**GIVEN TEXT:**
= Beginning of Section =

Dataset Construction

TableEval's dataset is constructed through a meticulous process, designed to minimize data leakage and ensure relevance to current TableQA challenges. Data is collected from financial reports, industry research, academic papers, and governmental data published in 2024, ensuring the novelty and applicability of the benchmark. The collection process involves:

Tabular Data Collection: Tables are extracted from source documents and reviewed for accuracy, ensuring alignment with the original PDFs. These tables are then categorized into types such as vertical, horizontal, matrix, hierarchical, concise, and nested structures.
Question Generation: Multiple strategies, including Template-Prompted and Role-Prompted questions, are employed to generate diverse question types associated with the tables. To ensure question variety and relevance, K-means clustering is used for sampling and deduplication.
QA Acquisition and Human Annotation: Human annotators verify each QA pair to ensure the accuracy and relevance of questions to table content. Structured answer extraction is employed to improve the precision of evaluations.
Figure 1: Overview of data collection. (1) Tabular Data Collection, collecting tables from financial reports, industry research, academic papers, and governmental data; (2) Question Generation, using Template-Prompted and Role-Prompted strategies to generate TableQA questions, filtered through clustering and deduplication; (3) QA Acquisition and Human Annotation iteratively refining answers through LLM consistency checks, human reviews, and structured answer extraction, ensuring accuracy, completeness, and alignment with the original tabular data.

Evaluation Framework - SEAT

To evaluate LLMs on TableQA tasks, SEAT (Structured Evaluation for Answers in TableQA) is proposed as a framework that uses LLMs to compare generated responses against structured reference answers. SEAT's evaluation involves:

Key Answer Extraction: Sub-questions are derived from models' responses, and these are compared with structured reference answers to ensure semantic alignment.
Structured Presentation: Outputs are presented in a JSON format, encapsulating questions, responses, and evaluation records for clarity and verification.
Figure 2: Overview of Our SEAT evaluation method.

SEAT outperforms traditional metrics by focusing on semantic correctness rather than surface-level accuracy, showcasing higher agreement with human evaluations.

= End of Section =

**GIVEN ENTRIES:**
= Beginning of Section =

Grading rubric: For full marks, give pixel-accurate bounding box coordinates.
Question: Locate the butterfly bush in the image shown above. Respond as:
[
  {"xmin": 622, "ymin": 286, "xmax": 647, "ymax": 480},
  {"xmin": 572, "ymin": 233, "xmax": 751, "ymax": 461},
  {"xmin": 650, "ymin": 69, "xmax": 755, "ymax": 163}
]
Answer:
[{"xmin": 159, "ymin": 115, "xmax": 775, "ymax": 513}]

= End of Section =

**STUDY QUESTIONS:**
a – Do these statements agree with the TableEval passage? (i) The benchmark's source material was published in 2024. (ii) K-means clustering sorts the tables into structure types. (iii) SEAT presents its outputs in a JSON format. For each, answer yes or no and quote the deciding words.
b – Can you output the TableEval passage from "Dataset Construction" up to and including "and nested structures.", word for word?
c – Could you pick up the TableEval passage after its last sentence and carry it further?
The data stands apart from the TableEval passage.

**TASK-BY-TASK OUTPUTS:**
a –
(i) Yes: "Data is collected from financial reports, industry research, academic papers, and governmental data published in 2024"
(ii) No: "K-means clustering is used for sampling and deduplication"
(iii) Yes: "Outputs are presented in a JSON format"

b –
Dataset Construction

TableEval's dataset is constructed through a meticulous process, designed to minimize data leakage and ensure relevance to current TableQA challenges. Data is collected from financial reports, industry research, academic papers, and governmental data published in 2024, ensuring the novelty and applicability of the benchmark. The collection process involves:

Tabular Data Collection: Tables are extracted from source documents and reviewed for accuracy, ensuring alignment with the original PDFs. These tables are then categorized into types such as vertical, horizontal, matrix, hierarchical, concise, and nested structures.

c –
Experimental Results

Tests on TableEval demonstrate significant gaps in the ability of state-of-the-art LLMs to manage complex TableQA tasks:

Performance Across Models: Closed-source models, such as Claude 3.5 and GPT-4o, generally outperform open-source ones. However, large-scale open-source models show promise with appropriate scaling.
Challenge Areas: LLMs struggle with nested/hierarchical table structures, leading to notable performance drops. Models display difficulties in domain-specific reasoning and handling multilingual data, especially for non-English scenarios.
Figure 3: Performance of LLMs across table structures.

Implications and Future Directions

TableEval and SEAT highlight critical areas for further research in TableQA:

Structure-Aware Representations: Improving models' understanding of complex table structures can enhance performance.
Enhanced Multilingual Capability: Developing methods to improve cross-lingual generalization is necessary for broader applicability.
Domain Adaptation: Domain-specific fine-tuning or pretraining could bridge existing performance gaps.

Conclusion

TableEval advances the evaluation of LLMs by introducing diverse table structures, multilingual data, and realistic benchmarking conditions. While current models show potential, especially when scaled, significant challenges remain in understanding nested structures and reasoning across diverse domains and languages. SEAT provides a robust evaluation mechanism that aligns well with human judgment, particularly for complex QA tasks. This advancement in benchmarking promises to guide future improvements in LLM capabilities for TableQA.

Figure 4: Task distribution of our TableEval.

Through TableEval and SEAT, the research community is equipped with tools to explore innovative approaches in handling complex, real-world TableQA scenarios.